### Textauszug:

III. Am Ende der mündlichen Verhandlung vor der Kammer beantragte die Beschwerdeführerin/Patentinhaberin die Zurückverweisung an die Einspruchsabteilung und die Rückzahlung der Beschwerdegebühr aufgrund eines schwerwiegenden Verfahrensfehlers. Darüber hinaus beantragte die Patentinhaberin, die angefochtene Entscheidung zu widerrufen und das Patent gemäß dem mit Schreiben vom 4. Februar 2017 eingereichten Hauptantrag aufrecht zu erhalten. Dieser entspricht dem der angefochtenen Entscheidung zugrunde liegenden Hauptantrag. In Bezug auf diesen Antrag war die Einspruchsabteilung in der angefochtenen Entscheidung unter anderem zu dem Schluss gekommen, dass Anspruch 1 nicht auf einer erfinderischen Tätigkeit gegenüber einer Kombination der Dokumente D2 und D3 beruht. In diesem Zusammenhang wurde auch D4 erwähnt. Im Einspruchsverfahren wurden die genannten Dokumente mit O2, O3 und O4 bezeichnet.

IV. Am Ende der mündlichen Verhandlung vor der Kammer beantragte der Beschwerdegegner/Einsprechende, die Beschwerde zurückzuweisen und das Streitpatent entsprechend der angefochtenen Entscheidung zu widerrufen.

V. Der unabhängige Anspruch 1 des Hauptantrags hat den folgenden Wortlaut (Gliederung (a), (b), ... von der Kammer wie in der angefochtenen Entscheidung hinzugefügt):

(a) Monolithische Mehrfach-Solarzelle (10) im Wesentlichen aus Elementen der III. und V. Hauptgruppe des Periodensystems bestehend, wobei die Mehrfach-Solarzelle (10) drei Teilzellen (12, 14, 16) aus GalnP/ GalnAs/ Ge umfasst, wobei GalnP als Oberzelle und GalnAs als Mittelzelle und GE als Unterzelle ausgebildet ist, dadurch gekennzeichnet, dass

(b) zwischen der Mittelzelle und der Unterzelle ein Halbleiterspiegel (22) angeordnet ist,

(c) und die Mittelzelle eine reduzierte Dicke aufweist und die Dicke dm mit 500 <= dm <= 2500 nm beträgt,

(d) dass der Halbleiterspiegel (22) mehrere Schichten voneinander abweichendem Brechungsindex und/oder Materialzusammensetzung und/oder Dicke aufweist, und

(e) wobei die Dicke d der Schichten des Halbleiterspiegels (22) mit 1O nm <= d <= 150 nm ist und

(f) der Halbleiterspiegel (22) aus n-Schichten mit 10 <= n <= 50 besteht und

(g) die Halbwertsbreite HWB des Halbleiterspiegels (22) mit 80 nm <= HWB <= 150 nm ist, und

(h) dass der Halbleiterspiegel in zumindest einem Teil des spektralen Absorptionsbereichs der über dem Halbleiterspiegel angeordneten Teilzelle (16) oder Teilzellen (12, 14, 16) einen hohen Reflexionsgrad und im spektralen Absorptionsbereich der unterhalb des Halbleiterspiegels angeordneten Teilzelle (18) oder Teilzellen einen hohen Transmissionsgrad aufweist, und

(i) die Mehrfach-Solarzelle auf einem Ge-Substrat aufgebaut ist.

### Auszüge der Auflistung:
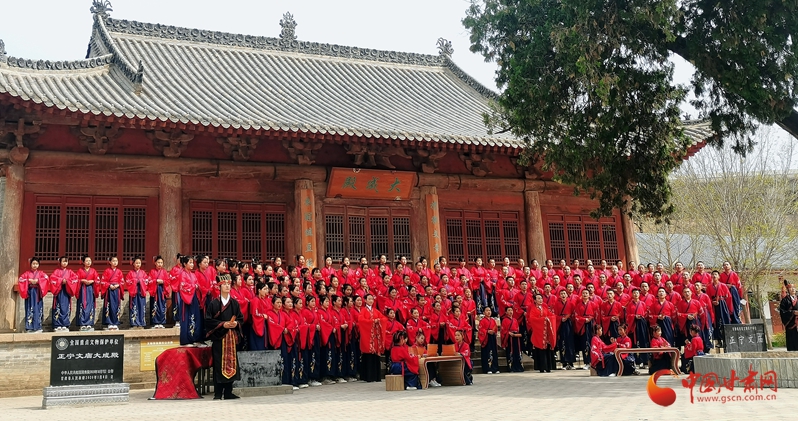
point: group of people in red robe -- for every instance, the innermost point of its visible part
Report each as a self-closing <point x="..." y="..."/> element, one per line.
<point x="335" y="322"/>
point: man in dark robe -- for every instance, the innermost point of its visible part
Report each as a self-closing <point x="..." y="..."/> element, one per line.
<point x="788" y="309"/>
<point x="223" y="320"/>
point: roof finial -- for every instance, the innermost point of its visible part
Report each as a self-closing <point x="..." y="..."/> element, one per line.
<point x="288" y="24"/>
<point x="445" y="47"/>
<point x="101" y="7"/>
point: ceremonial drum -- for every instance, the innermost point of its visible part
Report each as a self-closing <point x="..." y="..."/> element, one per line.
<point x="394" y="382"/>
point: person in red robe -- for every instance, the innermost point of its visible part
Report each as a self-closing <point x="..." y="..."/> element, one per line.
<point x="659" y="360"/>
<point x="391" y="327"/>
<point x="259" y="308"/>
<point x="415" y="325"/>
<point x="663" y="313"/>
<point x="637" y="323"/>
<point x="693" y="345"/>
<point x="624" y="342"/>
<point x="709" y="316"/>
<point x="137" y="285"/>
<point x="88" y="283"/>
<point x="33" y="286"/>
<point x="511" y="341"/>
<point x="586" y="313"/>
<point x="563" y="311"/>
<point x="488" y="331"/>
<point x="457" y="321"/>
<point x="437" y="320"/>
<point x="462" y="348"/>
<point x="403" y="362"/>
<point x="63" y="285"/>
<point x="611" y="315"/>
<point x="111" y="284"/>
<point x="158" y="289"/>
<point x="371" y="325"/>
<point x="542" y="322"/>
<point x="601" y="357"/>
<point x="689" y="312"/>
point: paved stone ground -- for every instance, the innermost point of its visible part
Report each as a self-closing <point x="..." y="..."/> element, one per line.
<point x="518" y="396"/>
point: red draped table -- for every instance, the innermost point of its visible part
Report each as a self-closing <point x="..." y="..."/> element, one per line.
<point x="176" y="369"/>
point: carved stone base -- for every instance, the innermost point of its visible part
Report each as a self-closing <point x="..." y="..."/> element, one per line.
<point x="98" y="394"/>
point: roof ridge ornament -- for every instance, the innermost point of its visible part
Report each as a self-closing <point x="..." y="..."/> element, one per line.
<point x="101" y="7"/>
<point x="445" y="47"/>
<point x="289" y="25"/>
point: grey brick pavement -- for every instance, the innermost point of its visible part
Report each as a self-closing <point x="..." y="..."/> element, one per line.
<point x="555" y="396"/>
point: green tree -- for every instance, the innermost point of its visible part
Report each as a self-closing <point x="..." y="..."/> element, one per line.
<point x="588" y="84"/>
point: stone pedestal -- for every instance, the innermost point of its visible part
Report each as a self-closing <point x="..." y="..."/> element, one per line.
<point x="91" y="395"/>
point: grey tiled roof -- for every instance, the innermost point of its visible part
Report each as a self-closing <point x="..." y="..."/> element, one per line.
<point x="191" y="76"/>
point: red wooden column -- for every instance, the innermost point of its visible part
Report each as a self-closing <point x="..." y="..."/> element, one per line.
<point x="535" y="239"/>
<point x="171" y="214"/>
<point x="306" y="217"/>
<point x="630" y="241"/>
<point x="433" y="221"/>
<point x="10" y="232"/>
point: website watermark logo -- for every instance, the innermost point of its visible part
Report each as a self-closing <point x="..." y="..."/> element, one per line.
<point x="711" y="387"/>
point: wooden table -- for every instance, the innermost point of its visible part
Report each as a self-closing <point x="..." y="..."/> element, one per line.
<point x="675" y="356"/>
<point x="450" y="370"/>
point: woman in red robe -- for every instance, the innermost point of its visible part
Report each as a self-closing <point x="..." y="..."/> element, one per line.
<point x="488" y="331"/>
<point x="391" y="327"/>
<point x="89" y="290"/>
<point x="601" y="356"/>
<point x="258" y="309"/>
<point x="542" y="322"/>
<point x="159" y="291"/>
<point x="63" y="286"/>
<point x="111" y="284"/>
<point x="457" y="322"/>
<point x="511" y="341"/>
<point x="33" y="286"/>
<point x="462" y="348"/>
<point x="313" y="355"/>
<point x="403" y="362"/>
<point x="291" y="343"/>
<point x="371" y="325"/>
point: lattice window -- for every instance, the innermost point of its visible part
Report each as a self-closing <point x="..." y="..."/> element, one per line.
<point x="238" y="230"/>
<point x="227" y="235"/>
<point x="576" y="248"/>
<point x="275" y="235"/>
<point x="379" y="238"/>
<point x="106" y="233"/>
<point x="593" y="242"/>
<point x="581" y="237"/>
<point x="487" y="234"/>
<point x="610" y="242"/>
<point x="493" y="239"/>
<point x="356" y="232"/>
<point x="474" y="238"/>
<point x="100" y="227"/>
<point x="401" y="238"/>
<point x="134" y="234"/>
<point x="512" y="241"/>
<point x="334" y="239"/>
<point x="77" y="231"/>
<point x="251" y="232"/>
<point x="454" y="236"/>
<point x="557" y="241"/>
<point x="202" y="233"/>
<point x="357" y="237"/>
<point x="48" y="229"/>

==

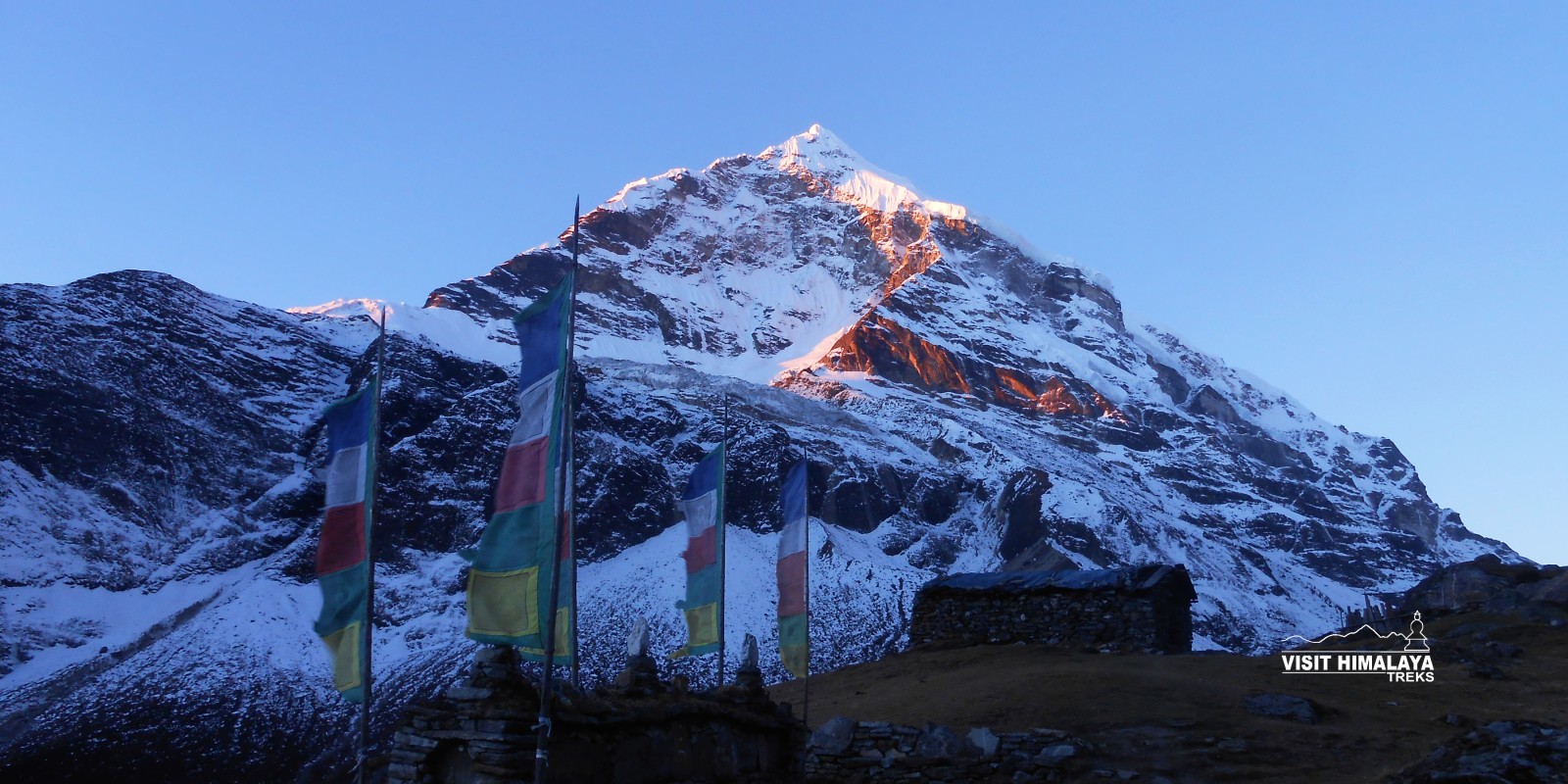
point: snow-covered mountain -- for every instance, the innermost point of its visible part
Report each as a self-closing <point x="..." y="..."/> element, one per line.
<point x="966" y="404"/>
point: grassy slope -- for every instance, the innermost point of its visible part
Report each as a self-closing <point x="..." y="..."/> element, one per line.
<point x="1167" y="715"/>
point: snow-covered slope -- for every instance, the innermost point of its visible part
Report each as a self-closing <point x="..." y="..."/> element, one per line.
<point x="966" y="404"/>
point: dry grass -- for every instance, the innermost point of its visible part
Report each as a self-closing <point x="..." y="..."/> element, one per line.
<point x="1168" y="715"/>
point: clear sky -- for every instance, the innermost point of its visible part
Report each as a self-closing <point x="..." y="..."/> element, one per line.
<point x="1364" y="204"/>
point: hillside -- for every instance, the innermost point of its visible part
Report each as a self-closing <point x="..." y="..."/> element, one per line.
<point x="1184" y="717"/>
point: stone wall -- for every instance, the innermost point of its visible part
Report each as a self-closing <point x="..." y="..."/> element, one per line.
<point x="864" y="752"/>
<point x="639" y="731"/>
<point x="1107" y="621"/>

...

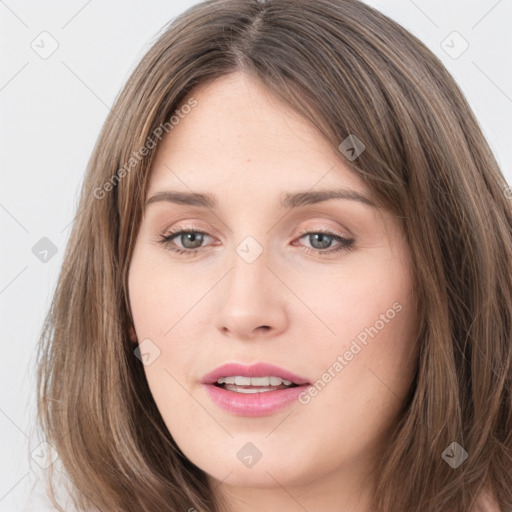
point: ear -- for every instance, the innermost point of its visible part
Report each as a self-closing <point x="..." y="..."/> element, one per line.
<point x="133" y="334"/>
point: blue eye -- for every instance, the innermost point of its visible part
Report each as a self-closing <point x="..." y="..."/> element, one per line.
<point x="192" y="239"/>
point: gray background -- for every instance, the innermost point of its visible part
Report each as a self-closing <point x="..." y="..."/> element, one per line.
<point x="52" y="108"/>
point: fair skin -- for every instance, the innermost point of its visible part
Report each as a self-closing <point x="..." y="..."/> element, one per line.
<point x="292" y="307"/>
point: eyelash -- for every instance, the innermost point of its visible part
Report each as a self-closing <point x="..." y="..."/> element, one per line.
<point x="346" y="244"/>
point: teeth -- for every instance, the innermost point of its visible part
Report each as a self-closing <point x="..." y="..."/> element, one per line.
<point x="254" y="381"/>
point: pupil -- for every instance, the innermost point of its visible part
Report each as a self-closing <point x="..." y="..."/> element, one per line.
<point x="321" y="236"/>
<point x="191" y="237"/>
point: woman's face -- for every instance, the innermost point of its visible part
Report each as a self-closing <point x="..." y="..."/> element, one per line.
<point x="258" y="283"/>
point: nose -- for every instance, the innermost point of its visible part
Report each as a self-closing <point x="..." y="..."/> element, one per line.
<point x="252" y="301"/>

### Aufgaben:
1) Auf welchem Substrat ist die Mehrfach-Solarzelle nach Anspruch 1 im Textauszug aufgebaut?
2) Schreib den Textauszug wortgetreu ab, beginnend bei „IV. Am Ende“ und endend bei „Entscheidung zu widerrufen.“.

### Musterlösungen:
1) Auf einem Ge-Substrat.

2)
IV. Am Ende der mündlichen Verhandlung vor der Kammer beantragte der Beschwerdegegner/Einsprechende, die Beschwerde zurückzuweisen und das Streitpatent entsprechend der angefochtenen Entscheidung zu widerrufen.